- [Exercise objective]:
Your job with the data below is to output exactly the lines from the one holding "</instance>" down to the one holding "109L58 124L74 111L72", both included, and no others.

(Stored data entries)
====================

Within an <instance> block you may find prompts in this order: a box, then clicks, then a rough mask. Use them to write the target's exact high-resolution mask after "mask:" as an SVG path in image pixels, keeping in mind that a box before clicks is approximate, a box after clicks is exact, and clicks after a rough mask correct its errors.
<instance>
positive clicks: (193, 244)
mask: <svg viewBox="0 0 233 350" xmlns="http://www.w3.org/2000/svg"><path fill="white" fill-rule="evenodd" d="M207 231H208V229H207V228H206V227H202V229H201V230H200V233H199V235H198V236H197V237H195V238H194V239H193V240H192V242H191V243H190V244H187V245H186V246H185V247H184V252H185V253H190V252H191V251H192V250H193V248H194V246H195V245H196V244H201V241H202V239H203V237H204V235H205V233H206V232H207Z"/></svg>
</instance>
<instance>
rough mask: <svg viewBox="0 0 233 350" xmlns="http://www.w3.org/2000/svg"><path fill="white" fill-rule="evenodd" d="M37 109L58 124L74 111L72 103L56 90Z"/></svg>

====================

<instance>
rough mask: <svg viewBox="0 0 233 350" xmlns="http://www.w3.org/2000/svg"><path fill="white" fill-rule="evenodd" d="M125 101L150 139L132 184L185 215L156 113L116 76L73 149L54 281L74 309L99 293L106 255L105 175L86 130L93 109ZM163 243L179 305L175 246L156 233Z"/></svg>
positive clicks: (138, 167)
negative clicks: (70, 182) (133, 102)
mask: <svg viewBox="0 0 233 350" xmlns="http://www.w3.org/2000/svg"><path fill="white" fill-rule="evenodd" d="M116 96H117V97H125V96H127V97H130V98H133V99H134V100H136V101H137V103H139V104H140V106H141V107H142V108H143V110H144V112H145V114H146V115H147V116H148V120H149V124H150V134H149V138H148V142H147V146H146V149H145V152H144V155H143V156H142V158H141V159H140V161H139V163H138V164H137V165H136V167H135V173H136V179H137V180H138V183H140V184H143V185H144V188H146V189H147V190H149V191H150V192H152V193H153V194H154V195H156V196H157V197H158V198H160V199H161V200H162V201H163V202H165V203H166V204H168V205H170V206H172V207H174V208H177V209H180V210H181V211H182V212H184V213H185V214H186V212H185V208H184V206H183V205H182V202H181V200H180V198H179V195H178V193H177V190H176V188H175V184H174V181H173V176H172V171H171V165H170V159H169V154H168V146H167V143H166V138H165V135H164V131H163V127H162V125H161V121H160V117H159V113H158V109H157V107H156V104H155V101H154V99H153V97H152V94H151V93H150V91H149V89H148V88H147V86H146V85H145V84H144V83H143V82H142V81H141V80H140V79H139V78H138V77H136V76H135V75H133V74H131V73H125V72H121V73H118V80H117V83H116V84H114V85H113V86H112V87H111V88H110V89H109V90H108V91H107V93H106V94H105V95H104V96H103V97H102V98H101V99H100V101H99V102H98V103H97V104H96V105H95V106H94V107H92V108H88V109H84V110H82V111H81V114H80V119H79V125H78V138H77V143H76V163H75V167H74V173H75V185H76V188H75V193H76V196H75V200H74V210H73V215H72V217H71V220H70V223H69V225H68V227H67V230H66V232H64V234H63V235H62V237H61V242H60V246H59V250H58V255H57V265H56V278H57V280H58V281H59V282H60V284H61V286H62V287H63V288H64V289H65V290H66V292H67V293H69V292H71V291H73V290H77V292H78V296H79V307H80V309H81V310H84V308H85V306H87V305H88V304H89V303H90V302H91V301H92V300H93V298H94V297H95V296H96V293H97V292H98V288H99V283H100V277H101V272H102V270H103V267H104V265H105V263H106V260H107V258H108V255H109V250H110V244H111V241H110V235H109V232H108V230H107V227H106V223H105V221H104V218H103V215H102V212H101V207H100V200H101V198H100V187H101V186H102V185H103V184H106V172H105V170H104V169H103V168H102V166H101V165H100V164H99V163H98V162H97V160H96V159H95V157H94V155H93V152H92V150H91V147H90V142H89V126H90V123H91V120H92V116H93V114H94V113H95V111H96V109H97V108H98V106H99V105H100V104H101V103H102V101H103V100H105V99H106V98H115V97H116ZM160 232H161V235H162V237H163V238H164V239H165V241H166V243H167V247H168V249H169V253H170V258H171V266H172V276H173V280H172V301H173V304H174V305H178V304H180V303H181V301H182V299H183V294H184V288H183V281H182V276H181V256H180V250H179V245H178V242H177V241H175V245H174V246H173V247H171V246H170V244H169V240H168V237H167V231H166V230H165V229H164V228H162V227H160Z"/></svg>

====================

- [Response area]:
</instance>
<instance>
rough mask: <svg viewBox="0 0 233 350" xmlns="http://www.w3.org/2000/svg"><path fill="white" fill-rule="evenodd" d="M37 109L58 124L74 111L72 103L56 90Z"/></svg>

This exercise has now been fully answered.